## Problems
- a) In the passage on the 2017 Severodvinsk council elections, where were the United Russia primaries held on May 23, 2017?
- b) Carry on the account of the 2017 Severodvinsk council elections, picking up after its final sentence.

Elections to the Council of Deputies of the city of Severodvinsk of the VI convocation were held on September 10, 2017, in Severodvinsk, Arkhangelskaya oblast.

Unlike the previous elections, when half (13 deputies of the Council) of the Council had been elected by the plurality voting, and the other half (also 13 deputies) were elected by party-list voting, in the 2017 elections all the 25 deputies were elected by the plurality voting, one from each of the 25 city electoral districts. The total number of deputies in the Council of Deputies also has changed and decreased by 1.

== Pre-election period and elections ==
On May 23, 2017, the United Russia primaries took place at the Drama Theater, and on August 12, the campaign period began throughout the Arkhangelsk oblast.

## Material

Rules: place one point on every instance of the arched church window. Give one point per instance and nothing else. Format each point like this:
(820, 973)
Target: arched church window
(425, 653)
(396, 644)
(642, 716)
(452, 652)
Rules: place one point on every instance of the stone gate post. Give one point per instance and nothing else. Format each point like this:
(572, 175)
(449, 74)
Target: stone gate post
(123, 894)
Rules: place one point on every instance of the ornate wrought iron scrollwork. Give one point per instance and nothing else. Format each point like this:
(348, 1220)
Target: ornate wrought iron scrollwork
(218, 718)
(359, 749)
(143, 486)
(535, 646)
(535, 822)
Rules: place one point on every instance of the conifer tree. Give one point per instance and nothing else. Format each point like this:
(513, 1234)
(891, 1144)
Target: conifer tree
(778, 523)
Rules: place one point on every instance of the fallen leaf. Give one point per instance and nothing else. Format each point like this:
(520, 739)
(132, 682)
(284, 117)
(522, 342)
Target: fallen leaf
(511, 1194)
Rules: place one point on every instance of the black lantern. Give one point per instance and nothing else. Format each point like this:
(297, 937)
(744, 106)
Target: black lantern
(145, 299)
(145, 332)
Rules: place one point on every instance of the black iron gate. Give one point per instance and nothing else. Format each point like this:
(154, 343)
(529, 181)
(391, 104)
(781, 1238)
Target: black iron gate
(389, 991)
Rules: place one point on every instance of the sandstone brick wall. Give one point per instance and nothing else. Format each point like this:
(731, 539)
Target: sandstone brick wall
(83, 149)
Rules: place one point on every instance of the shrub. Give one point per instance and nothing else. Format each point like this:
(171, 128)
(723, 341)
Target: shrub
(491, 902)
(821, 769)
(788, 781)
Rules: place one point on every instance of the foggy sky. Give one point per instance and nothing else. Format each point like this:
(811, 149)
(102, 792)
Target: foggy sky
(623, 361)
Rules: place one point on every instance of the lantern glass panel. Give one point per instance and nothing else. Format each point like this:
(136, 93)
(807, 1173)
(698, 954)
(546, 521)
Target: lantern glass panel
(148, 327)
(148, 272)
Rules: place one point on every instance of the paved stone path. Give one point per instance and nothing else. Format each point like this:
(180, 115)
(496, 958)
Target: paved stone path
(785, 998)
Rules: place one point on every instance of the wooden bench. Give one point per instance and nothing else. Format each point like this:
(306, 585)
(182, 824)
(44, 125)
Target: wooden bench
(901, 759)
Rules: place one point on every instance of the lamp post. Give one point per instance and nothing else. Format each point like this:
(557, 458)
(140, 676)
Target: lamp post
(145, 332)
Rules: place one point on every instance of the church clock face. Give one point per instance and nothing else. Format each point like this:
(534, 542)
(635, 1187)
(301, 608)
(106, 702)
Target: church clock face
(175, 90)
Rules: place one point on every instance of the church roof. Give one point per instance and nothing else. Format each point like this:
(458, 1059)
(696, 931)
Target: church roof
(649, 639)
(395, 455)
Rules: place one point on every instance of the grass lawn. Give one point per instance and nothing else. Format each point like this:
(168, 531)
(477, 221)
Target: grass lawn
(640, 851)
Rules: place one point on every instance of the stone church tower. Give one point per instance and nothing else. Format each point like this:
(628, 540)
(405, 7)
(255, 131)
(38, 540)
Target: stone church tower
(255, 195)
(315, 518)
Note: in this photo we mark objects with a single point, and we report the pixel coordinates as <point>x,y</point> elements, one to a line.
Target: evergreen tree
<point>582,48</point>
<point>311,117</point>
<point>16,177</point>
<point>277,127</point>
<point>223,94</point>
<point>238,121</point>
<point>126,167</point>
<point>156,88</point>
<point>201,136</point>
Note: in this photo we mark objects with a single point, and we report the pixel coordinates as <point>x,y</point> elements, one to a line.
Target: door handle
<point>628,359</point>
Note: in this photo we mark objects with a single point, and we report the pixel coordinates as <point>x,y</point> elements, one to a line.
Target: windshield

## Answers to the exercises
- a) At the Drama Theater.

- b)
Candidates from United Russia party were nominated in each electoral district, and in three districts they were the only candidates to vote for (the alternative voting option was only the line "Against"). Candidates from the Liberal Democratic Party were nominated in 20 districts, in 12 districts candidates from the Communist Party of the Russian Federation were nominated, in 9 districts candidates from A Just Russia party were nominated. In the 5th district the only candidate from Rodina party was nominated, and in the 19th – from Yabloko democratic party. During the elections, according to the news agency "Belomorkanal", one candidate brought people to the polling station at school №9. The head of the city, Igor Skubenko, who had been elected three days earlier, voted at school №13, in which the leaking roof was disguised under a flower bed.

The elections were guarded by the police, which presence at polling stations was estimated at up to 1.5 thousand throughout the region. By 2 pm there were several arrests in Severodvinsk because of the campaign (the campaign period had ended up on September 8).

== Results ==
The turnout was only 11.53%. From 15 to 17 million rubles were spent on organizing the electoral process.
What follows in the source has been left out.